* Exercise *
Using the listing below, set down exactly the lines starting at the line that contains "Expected: one pin per instance of the yellow painted" and ending at the line that contains "Expected: one pin per instance of the main wheel, each", both included, and no others.

* Provided data *
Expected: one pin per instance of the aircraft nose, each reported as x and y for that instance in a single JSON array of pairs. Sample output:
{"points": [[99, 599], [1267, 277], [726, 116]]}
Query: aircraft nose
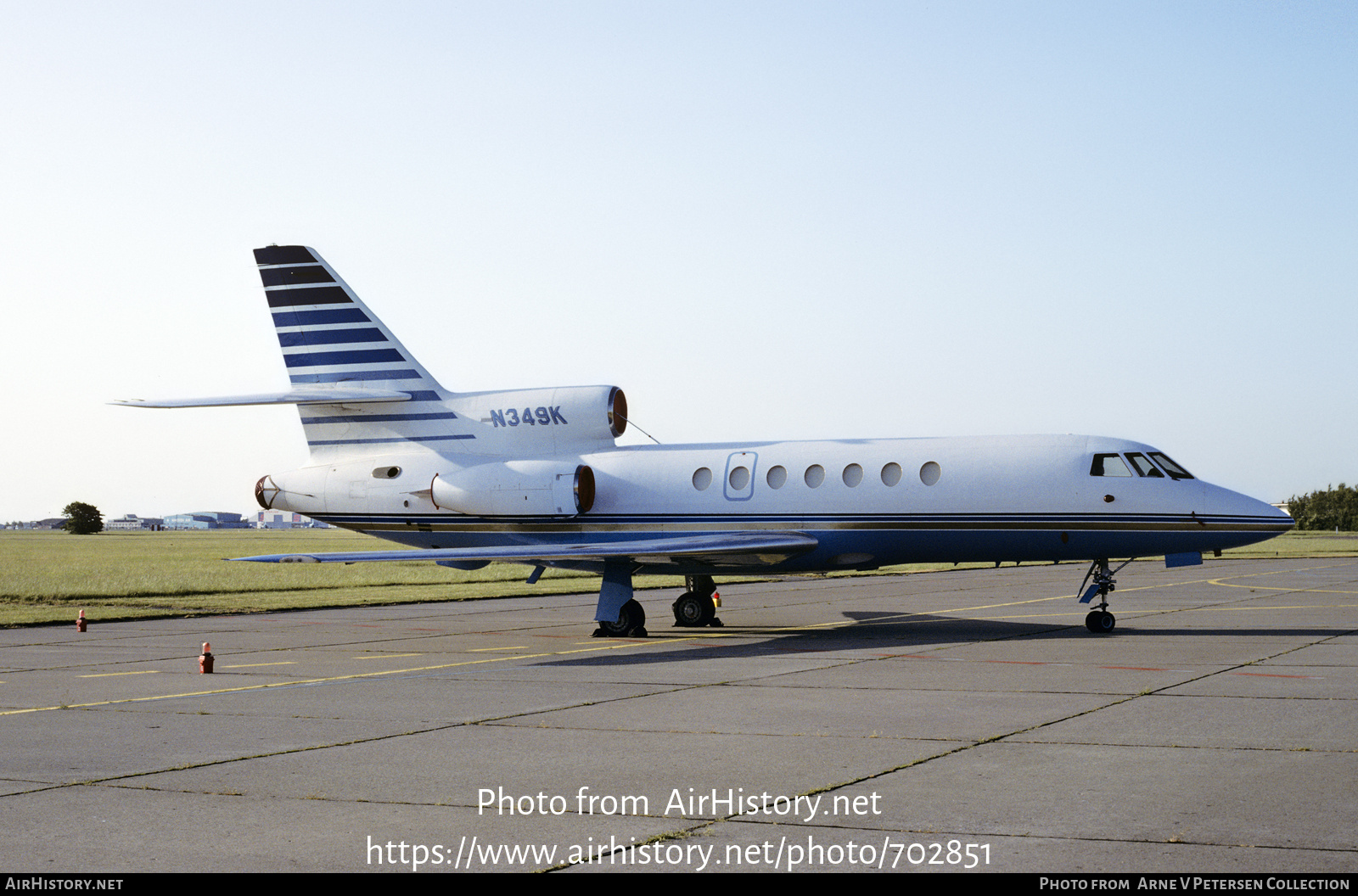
{"points": [[1233, 504]]}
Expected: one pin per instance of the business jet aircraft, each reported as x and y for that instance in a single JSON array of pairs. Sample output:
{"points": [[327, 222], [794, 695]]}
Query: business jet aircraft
{"points": [[536, 477]]}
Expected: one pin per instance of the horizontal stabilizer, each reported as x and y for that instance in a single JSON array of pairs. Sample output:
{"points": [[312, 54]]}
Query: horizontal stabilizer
{"points": [[291, 397], [732, 549]]}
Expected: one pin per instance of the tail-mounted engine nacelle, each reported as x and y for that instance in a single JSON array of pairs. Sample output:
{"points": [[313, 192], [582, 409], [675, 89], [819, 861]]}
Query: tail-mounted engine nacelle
{"points": [[516, 488]]}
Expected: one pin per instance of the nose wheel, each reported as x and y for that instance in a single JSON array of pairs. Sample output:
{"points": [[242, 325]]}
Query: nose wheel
{"points": [[1099, 619]]}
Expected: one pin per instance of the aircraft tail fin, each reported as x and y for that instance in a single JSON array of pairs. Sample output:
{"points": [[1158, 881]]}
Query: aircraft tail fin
{"points": [[332, 341]]}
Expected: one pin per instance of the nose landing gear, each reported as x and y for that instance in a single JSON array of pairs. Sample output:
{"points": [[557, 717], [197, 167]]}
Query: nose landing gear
{"points": [[1100, 621]]}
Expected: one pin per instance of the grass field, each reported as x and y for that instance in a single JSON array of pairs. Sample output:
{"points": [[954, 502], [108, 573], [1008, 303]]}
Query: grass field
{"points": [[45, 577]]}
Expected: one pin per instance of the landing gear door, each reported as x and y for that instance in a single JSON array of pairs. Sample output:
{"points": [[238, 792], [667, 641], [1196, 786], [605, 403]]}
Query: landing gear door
{"points": [[739, 484]]}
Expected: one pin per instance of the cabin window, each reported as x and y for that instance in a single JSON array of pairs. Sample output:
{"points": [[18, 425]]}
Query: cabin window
{"points": [[1108, 466], [1170, 466], [1144, 468]]}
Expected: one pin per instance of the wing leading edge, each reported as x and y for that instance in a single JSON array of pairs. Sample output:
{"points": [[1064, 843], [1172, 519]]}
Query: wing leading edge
{"points": [[731, 549]]}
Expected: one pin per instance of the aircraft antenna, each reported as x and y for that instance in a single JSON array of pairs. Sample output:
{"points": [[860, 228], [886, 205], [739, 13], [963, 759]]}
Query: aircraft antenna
{"points": [[642, 431]]}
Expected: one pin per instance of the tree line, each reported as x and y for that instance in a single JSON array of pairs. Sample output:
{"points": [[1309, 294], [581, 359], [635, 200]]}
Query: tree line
{"points": [[1326, 509]]}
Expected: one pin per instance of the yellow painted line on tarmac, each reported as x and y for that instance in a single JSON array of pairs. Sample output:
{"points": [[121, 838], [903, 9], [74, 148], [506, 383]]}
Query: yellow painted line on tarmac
{"points": [[334, 678]]}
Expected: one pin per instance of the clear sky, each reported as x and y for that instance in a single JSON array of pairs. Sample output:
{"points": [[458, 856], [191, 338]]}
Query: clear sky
{"points": [[764, 221]]}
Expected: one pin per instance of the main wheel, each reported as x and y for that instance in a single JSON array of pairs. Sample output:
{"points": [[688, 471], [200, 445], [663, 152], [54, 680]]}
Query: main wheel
{"points": [[631, 622], [1100, 621], [693, 611]]}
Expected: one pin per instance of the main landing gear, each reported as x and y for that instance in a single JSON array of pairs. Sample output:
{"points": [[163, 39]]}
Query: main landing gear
{"points": [[696, 608], [1099, 619], [631, 624]]}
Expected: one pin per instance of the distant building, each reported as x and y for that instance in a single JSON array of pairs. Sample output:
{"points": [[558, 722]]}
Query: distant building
{"points": [[284, 520], [207, 520], [132, 522]]}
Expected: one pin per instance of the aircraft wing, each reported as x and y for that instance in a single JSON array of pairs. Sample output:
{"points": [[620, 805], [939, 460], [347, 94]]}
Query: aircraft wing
{"points": [[730, 549]]}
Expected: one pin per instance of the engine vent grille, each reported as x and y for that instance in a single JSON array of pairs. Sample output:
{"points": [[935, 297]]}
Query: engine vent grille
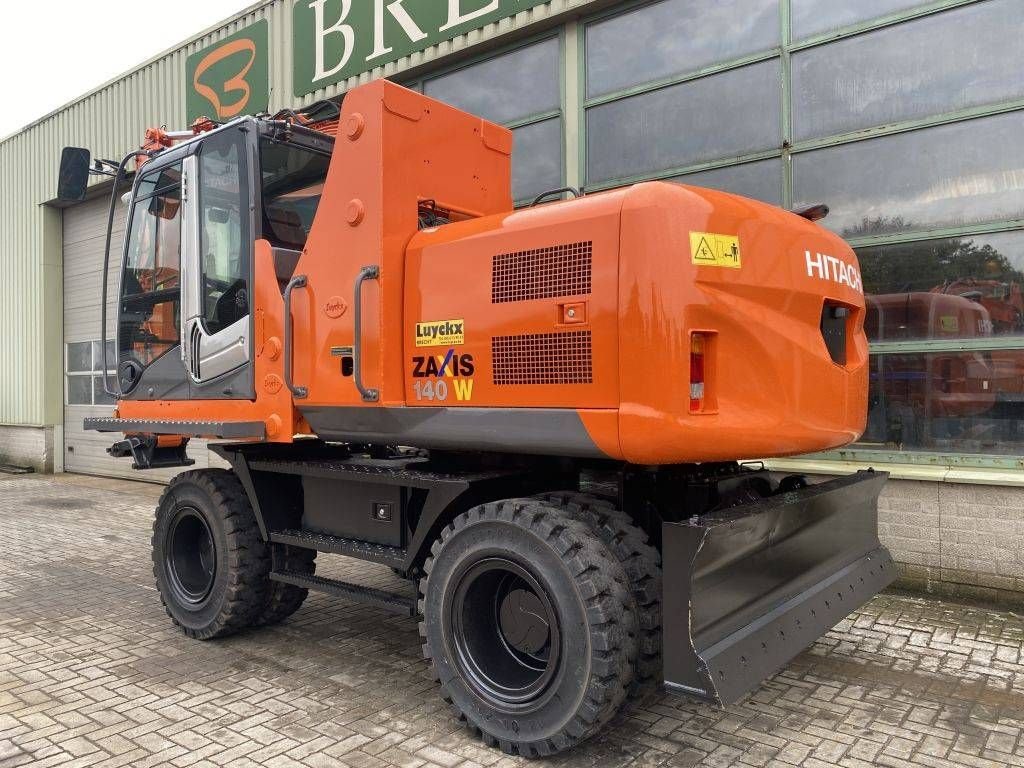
{"points": [[542, 273], [543, 358]]}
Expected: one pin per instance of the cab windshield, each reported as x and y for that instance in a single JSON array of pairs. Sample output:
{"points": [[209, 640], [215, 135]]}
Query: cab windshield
{"points": [[293, 179], [151, 287]]}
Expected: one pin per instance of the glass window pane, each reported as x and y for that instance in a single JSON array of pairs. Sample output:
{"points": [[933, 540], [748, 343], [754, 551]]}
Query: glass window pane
{"points": [[99, 394], [79, 390], [726, 115], [964, 402], [951, 175], [508, 87], [761, 180], [906, 72], [815, 16], [955, 288], [150, 286], [97, 356], [80, 356], [675, 37], [537, 159], [224, 238], [293, 183]]}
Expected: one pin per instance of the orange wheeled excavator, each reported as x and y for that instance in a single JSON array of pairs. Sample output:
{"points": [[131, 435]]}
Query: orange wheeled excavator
{"points": [[536, 415]]}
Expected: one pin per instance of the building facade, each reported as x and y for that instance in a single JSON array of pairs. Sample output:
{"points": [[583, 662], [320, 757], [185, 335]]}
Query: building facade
{"points": [[905, 117]]}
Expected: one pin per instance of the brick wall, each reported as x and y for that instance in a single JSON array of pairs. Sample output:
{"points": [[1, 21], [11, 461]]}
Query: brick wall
{"points": [[27, 446], [956, 540]]}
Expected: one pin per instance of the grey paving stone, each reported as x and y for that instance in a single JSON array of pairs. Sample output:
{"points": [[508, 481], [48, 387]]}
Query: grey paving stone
{"points": [[93, 673]]}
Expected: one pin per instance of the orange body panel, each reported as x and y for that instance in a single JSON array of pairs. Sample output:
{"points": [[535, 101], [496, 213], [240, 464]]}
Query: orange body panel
{"points": [[772, 388]]}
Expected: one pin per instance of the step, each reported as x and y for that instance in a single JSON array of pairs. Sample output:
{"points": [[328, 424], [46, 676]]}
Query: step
{"points": [[393, 557], [354, 592]]}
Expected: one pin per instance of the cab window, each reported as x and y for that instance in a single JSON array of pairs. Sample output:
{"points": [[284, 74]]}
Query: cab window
{"points": [[225, 243], [293, 183], [151, 288]]}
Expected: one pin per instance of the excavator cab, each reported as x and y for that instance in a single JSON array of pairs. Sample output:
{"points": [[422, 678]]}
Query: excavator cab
{"points": [[184, 328]]}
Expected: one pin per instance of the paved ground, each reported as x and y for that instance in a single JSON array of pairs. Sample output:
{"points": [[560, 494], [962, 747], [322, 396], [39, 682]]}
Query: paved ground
{"points": [[92, 673]]}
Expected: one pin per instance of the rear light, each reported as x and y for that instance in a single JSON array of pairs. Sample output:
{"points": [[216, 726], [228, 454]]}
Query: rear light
{"points": [[835, 322], [698, 347]]}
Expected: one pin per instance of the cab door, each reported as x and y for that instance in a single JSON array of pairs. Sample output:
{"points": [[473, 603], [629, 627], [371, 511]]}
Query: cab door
{"points": [[216, 322]]}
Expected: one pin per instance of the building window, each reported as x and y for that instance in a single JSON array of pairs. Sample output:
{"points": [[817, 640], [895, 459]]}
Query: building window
{"points": [[664, 102], [83, 373], [685, 124], [520, 89], [905, 72], [675, 37], [904, 117]]}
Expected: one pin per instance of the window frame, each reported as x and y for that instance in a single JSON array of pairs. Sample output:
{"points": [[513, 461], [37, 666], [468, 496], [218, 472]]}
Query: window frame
{"points": [[93, 374]]}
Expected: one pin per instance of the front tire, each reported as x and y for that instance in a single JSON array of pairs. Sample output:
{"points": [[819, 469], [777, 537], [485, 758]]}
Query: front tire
{"points": [[528, 625], [210, 564]]}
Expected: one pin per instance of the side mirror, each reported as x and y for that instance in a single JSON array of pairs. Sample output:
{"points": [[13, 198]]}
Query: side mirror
{"points": [[74, 178]]}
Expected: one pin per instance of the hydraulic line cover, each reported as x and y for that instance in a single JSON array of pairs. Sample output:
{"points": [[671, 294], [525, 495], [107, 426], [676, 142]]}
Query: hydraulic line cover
{"points": [[749, 588]]}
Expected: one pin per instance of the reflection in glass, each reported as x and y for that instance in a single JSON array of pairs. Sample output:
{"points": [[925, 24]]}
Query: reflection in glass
{"points": [[730, 114], [951, 175], [537, 159], [955, 288], [761, 180], [80, 356], [99, 394], [814, 16], [906, 72], [660, 40], [967, 402], [79, 390], [508, 87]]}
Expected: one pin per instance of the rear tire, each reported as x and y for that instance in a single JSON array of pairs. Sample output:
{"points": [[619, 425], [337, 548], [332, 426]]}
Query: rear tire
{"points": [[642, 564], [528, 626], [209, 561]]}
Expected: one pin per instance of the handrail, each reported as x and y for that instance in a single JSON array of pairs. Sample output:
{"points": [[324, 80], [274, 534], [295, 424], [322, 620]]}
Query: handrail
{"points": [[368, 272], [299, 281]]}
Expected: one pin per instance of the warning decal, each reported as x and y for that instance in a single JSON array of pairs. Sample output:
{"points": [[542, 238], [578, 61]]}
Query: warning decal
{"points": [[709, 249]]}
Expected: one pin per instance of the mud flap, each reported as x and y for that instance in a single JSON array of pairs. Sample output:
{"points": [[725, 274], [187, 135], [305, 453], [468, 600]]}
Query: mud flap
{"points": [[748, 589]]}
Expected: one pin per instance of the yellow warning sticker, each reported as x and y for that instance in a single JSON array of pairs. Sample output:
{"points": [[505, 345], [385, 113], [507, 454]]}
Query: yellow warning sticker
{"points": [[709, 249]]}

* Written solution *
Expected: one pin per instance of the yellow painted line on tarmac, each reported as x and y for that instance in a single JSON array of pairs. Sample output:
{"points": [[121, 838], [903, 9], [74, 148], [506, 383]]}
Query: yellow painted line on tarmac
{"points": [[334, 678]]}
Expected: one pin per instance of the clear sky, each reported as x and y for that instance in a single JSON array of pairs. Sample output:
{"points": [[458, 856], [191, 338]]}
Query: clear sky
{"points": [[764, 221]]}
Expected: one pin per instance of the main wheel, each reported as x and y for that instance in a single JSON array of pairs. Sample output:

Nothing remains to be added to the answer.